QUESTIONS TO ANSWER:
• 1. Answer these from the article about Musk's lawsuit over OpenAI:
(a) In what month and year did Musk write the post on X that Microsoft's lawyer cited?
(b) What did Musk compare knowing something was wrong in 2018 to?
(c) In what sense did Musk say he did not mean an AI "robot army"?
• 2. Quote the article about Musk's lawsuit over OpenAI word for word, starting at "The deeper question" and ending at "or nonprofit structures.".
• 3. Extend the article about Musk's lawsuit over OpenAI, picking up after its final sentence.

PAGE TEXT:

The most damaging exhibit for Musk’s case came from Microsoft’s lawyer, Russell Cohen. Cohen pointed to a September 2020 post on X in which Musk wrote that “OpenAI is essentially captured by Microsoft” — evidence, he argued, that Musk knew about the Microsoft relationship years before filing his lawsuit, raising questions about the statute of limitations on Musk’s claims.

Musk’s response to the timeline argument: he acknowledged knowing something was wrong in 2018, but compared it to suspecting someone might steal your car — you have concerns before you have proof. The actual theft, in his framing, didn’t materialise until the for-profit conversion completed.

Savitt finished his cross-examination of Musk by asking about various initiatives at the OpenAI nonprofit. “I don’t know everything they’ve done,” Musk testified. “I don’t know what’s going on at OpenAI.” OpenAI’s lawyers will likely return to this admission as evidence that Musk’s claims are speculative rather than grounded in specific knowledge of wrongdoing.

One particularly colourful exchange: Savitt asked Musk about his ambition to build an AI “robot army,” and Musk clarified that he did not mean an army in a military sense.


The Structural Legal Stakes

This case is not just about Musk and Altman personally, though the personal animosity between them is real and documented. The legal questions it raises have significant implications for how AI organisations structure themselves and how nonprofit-to-for-profit conversions are governed.

The deeper question in the charitable trust claim is whether donors and early supporters of a nonprofit AI lab have legally enforceable rights when that organisation converts to a for-profit structure. If the court finds they do — and that OpenAI’s conversion breached those obligations — it establishes a precedent with implications for every AI lab that has operated under similar hybrid or nonprofit structures.

PROVIDED INFORMATION:
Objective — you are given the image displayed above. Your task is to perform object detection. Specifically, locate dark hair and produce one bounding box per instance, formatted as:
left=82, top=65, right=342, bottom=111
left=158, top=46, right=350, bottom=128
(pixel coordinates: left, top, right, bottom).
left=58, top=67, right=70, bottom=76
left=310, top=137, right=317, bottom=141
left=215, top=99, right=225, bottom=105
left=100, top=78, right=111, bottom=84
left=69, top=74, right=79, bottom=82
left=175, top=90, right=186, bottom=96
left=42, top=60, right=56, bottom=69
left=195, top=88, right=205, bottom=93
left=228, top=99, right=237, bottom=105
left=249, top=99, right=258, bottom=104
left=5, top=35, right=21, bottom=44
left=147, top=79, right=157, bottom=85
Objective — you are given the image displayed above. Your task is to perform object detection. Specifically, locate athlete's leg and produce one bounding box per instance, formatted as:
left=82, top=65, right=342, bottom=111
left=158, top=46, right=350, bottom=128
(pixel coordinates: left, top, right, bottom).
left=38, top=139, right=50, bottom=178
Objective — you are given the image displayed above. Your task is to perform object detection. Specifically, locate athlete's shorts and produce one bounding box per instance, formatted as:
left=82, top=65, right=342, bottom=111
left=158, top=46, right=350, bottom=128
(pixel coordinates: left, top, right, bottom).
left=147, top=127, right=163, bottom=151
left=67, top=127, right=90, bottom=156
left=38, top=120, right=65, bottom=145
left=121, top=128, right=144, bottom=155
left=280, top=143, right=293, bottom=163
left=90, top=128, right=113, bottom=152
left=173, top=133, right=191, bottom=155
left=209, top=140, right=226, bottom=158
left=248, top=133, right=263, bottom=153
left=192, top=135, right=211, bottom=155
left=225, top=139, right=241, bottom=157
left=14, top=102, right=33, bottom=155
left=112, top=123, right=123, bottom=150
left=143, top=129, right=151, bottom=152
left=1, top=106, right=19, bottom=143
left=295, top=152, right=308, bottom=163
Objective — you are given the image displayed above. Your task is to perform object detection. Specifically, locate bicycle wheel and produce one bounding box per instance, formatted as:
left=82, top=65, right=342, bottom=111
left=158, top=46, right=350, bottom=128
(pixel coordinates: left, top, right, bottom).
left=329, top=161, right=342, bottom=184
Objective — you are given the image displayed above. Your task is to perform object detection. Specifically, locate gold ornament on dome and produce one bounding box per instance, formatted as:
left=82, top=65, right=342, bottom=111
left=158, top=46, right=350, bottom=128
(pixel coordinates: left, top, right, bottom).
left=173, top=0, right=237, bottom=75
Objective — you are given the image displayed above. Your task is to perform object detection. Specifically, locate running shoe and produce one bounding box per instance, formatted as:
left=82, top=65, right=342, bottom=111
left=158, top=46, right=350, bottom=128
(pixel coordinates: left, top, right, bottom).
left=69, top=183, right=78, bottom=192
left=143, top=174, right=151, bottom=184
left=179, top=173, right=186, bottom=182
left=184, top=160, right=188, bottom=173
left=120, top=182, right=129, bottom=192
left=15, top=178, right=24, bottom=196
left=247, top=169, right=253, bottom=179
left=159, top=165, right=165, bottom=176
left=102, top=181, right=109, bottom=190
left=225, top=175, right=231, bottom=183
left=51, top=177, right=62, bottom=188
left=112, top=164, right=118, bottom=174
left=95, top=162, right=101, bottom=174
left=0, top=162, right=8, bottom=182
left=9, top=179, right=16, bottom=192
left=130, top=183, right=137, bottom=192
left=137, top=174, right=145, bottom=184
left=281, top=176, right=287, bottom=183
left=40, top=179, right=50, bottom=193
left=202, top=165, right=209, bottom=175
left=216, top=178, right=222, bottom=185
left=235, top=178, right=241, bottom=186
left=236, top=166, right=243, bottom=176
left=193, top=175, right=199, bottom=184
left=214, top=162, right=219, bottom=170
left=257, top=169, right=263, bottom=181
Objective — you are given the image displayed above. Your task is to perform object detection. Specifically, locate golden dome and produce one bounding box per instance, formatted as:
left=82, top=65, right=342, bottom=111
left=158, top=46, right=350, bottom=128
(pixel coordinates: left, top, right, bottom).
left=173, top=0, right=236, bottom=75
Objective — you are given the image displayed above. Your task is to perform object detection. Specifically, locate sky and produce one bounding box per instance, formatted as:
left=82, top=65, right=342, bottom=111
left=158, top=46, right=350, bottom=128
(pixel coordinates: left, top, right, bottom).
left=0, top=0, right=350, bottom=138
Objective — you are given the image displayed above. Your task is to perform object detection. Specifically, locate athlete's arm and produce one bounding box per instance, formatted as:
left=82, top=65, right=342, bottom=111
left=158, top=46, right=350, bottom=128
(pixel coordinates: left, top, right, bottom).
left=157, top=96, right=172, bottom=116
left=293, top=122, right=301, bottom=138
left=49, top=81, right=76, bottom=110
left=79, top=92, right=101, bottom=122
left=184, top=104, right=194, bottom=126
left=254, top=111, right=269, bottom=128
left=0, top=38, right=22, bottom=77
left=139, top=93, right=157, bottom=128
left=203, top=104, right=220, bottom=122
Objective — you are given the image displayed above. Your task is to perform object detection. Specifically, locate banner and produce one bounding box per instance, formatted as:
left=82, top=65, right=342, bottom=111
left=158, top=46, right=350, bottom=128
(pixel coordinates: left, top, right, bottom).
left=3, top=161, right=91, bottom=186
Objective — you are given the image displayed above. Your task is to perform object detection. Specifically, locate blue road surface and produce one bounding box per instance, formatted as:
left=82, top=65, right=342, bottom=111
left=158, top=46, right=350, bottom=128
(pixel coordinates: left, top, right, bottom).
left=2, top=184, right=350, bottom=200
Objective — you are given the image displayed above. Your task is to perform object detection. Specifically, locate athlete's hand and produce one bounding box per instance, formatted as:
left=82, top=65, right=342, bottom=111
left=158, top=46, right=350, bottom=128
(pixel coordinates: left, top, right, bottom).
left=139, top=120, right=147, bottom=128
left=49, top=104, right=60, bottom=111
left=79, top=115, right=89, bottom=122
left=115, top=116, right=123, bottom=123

EXPECTED RESPONSES:
• 1.
(a) September 2020
(b) Suspecting someone might steal your car
(c) In a military sense

• 2.
The deeper question in the charitable trust claim is whether donors and early supporters of a nonprofit AI lab have legally enforceable rights when that organisation converts to a for-profit structure. If the court finds they do — and that OpenAI’s conversion breached those obligations — it establishes a precedent with implications for every AI lab that has operated under similar hybrid or nonprofit structures.

• 3.
Microsoft is also named as a defendant. Microsoft’s lawyer argued in his opening statement that Microsoft did not and could not have aided OpenAI’s alleged breach of a charitable trust, and argued that Musk’s suit exceeded the statute of limitations. The stakes for Microsoft are direct: any finding that it aided and abetted the breach could affect its current 27% economic interest in OpenAI’s public benefit corporation and its IP licensing deal through 2032.

Legal analysis anticipates a mixed verdict by mid-May 2026. Judge Gonzalez Rogers is expected to find that OpenAI breached fiduciary duties to the original donor base on at least one count while declining to order the full unwinding of the public benefit corporation. Expect a damages award in the low tens of billions, paid into a remediation trust rather than directly to Musk.

If that analysis is correct: OpenAI continues operating in its current form, pays a significant but survivable damages award, and files an immediate appeal. The case moves to the Ninth Circuit in late 2026 or early 2027, probably with a stay of any structural relief during appeal.


Why This Is the AI Governance Story of 2026

The trial is personally dramatic. It’s also a proxy for a much larger question that the AI industry hasn’t been forced to confront in a legal setting before: when an organisation raises money, talent, and public credibility on a “safety-first, open, for humanity” mission and then converts to commercial operations worth hundreds of billions of dollars, who has the right to hold them accountable?

The law’s answer to that question — delivered by Judge Gonzalez Rogers in the weeks ahead — will shape how the next generation of AI labs structures themselves. The organisations watching most closely are not Musk’s lawyers and Altman’s PR team. They’re the governance researchers, nonprofit attorneys, and AI safety advocates trying to understand whether existing legal structures can meaningfully constrain what AI companies do with the power they accumulate.

Whatever the verdict, the Musk v. Altman trial is the moment where AI governance stopped being a theoretical concern and became a courtroom argument with real legal consequences.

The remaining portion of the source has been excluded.